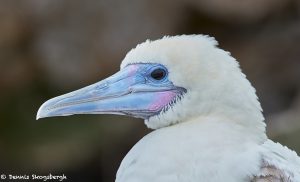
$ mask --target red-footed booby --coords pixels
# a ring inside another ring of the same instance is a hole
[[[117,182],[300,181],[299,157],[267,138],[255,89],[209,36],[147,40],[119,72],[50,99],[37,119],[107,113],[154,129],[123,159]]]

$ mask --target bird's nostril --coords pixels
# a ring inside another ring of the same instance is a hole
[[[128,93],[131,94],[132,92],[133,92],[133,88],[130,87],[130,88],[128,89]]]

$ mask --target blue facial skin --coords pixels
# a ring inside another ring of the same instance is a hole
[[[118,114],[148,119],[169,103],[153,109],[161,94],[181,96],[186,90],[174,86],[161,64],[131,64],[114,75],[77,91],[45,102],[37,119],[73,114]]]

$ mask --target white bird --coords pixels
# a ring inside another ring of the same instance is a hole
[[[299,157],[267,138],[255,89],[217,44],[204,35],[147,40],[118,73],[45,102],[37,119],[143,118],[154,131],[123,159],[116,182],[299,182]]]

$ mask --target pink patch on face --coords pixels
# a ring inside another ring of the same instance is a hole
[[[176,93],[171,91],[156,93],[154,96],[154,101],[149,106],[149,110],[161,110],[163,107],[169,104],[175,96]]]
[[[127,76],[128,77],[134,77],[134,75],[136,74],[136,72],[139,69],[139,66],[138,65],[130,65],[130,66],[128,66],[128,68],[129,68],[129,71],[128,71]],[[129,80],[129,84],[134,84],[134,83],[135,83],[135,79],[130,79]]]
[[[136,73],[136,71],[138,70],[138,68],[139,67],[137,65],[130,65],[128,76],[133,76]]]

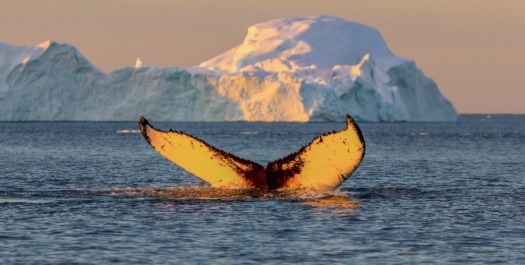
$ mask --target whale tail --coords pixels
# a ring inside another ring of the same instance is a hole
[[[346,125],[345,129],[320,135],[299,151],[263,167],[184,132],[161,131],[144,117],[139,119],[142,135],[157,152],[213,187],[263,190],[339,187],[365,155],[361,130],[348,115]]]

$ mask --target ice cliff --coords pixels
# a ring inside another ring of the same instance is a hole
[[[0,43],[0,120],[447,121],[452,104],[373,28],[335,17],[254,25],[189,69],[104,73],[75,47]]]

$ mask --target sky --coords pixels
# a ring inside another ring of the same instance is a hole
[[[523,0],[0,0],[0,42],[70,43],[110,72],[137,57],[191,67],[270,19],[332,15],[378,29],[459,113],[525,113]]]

...

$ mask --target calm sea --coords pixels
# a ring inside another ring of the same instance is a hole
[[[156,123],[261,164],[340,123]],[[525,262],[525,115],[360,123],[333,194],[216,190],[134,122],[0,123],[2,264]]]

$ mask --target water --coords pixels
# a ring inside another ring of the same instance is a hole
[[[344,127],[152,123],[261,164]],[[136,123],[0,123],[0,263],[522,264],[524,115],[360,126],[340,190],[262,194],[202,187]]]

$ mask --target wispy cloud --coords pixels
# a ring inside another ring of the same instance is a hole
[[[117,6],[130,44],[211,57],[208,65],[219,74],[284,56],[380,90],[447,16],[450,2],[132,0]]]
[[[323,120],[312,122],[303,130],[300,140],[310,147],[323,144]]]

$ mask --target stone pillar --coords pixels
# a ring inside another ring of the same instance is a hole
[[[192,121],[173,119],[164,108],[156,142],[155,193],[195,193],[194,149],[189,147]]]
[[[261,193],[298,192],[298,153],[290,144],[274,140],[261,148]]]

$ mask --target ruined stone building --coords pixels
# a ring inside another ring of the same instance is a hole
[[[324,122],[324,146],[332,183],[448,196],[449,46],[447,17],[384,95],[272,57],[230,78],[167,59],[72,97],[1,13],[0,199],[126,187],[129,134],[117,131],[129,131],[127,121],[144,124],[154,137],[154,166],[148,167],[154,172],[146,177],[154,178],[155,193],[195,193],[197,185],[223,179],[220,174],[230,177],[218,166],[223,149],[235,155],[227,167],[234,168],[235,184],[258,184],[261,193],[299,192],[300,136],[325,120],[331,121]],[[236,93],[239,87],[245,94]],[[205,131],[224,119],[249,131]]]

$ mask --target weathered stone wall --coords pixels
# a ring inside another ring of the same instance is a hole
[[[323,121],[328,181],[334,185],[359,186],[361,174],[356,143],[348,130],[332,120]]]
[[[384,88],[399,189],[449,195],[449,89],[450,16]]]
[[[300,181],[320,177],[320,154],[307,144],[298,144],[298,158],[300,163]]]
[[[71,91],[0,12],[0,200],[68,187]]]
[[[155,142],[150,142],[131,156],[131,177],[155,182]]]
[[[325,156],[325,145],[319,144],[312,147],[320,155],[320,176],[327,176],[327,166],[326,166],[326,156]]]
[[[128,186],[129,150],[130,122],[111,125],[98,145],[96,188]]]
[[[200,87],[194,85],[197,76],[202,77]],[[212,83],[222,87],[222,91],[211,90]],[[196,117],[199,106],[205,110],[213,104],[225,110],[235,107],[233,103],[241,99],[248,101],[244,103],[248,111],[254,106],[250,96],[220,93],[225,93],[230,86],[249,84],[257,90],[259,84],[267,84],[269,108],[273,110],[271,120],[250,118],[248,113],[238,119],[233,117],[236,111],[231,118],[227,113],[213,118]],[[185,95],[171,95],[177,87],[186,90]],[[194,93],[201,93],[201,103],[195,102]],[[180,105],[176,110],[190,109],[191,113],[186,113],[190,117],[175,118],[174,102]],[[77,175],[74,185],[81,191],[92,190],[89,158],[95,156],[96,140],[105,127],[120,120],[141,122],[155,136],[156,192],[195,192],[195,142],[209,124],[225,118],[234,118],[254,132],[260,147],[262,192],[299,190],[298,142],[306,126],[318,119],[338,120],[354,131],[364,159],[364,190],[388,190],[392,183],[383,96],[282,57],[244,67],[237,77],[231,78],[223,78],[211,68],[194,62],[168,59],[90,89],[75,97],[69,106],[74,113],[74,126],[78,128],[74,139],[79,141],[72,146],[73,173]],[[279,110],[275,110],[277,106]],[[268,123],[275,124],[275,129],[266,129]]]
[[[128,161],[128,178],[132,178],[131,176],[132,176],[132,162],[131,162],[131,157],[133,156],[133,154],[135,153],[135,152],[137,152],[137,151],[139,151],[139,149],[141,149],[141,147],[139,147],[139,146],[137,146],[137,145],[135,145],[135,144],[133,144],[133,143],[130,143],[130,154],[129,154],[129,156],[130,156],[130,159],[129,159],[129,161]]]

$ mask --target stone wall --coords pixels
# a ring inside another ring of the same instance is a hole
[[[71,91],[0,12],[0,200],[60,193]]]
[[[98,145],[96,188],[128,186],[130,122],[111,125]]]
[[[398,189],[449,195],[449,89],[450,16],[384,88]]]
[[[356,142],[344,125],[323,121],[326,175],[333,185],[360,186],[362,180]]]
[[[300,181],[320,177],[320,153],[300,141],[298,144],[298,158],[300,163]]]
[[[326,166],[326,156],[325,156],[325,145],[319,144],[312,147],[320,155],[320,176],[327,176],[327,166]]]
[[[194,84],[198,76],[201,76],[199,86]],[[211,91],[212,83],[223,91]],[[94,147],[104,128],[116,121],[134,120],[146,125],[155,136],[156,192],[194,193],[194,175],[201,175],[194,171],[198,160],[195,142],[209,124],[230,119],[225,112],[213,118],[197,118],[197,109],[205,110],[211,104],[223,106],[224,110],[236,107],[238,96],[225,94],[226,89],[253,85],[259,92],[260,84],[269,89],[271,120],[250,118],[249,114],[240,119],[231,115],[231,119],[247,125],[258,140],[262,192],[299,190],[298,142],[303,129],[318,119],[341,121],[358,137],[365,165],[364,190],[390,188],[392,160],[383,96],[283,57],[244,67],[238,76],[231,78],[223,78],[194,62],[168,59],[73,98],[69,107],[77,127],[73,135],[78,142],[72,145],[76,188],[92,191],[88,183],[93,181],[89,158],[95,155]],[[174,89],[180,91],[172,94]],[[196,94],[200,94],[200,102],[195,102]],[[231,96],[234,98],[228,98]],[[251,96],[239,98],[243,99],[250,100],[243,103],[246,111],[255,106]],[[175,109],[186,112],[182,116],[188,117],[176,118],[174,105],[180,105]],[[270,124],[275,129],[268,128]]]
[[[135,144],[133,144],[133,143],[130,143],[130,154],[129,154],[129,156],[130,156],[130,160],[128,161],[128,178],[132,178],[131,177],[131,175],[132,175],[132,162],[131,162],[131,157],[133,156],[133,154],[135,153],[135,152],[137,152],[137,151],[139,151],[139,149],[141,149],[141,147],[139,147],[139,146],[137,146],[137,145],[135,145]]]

* * *

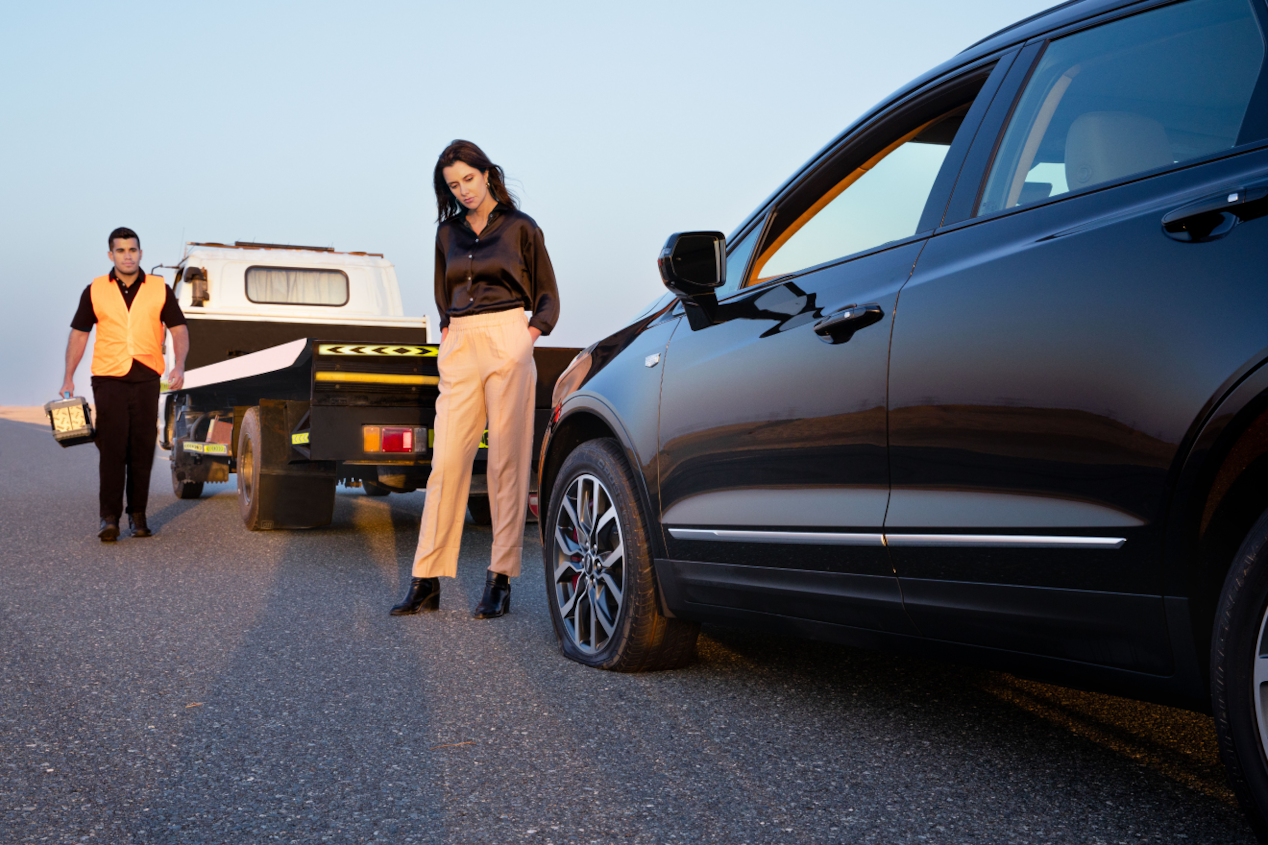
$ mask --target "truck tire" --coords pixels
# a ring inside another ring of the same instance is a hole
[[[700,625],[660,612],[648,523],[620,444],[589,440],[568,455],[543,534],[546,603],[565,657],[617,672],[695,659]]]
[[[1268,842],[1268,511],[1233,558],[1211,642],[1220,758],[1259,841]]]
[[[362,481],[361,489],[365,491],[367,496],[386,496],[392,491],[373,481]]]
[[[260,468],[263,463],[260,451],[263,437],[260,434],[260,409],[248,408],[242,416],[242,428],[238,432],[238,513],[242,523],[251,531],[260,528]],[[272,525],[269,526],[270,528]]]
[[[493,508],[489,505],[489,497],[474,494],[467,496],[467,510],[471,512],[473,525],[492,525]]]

Work task - Provide every line from the material that contains the word "bird".

Output for this exercise -
$ mask --target bird's nostril --coords pixels
$ mask --target white bird --coords pixels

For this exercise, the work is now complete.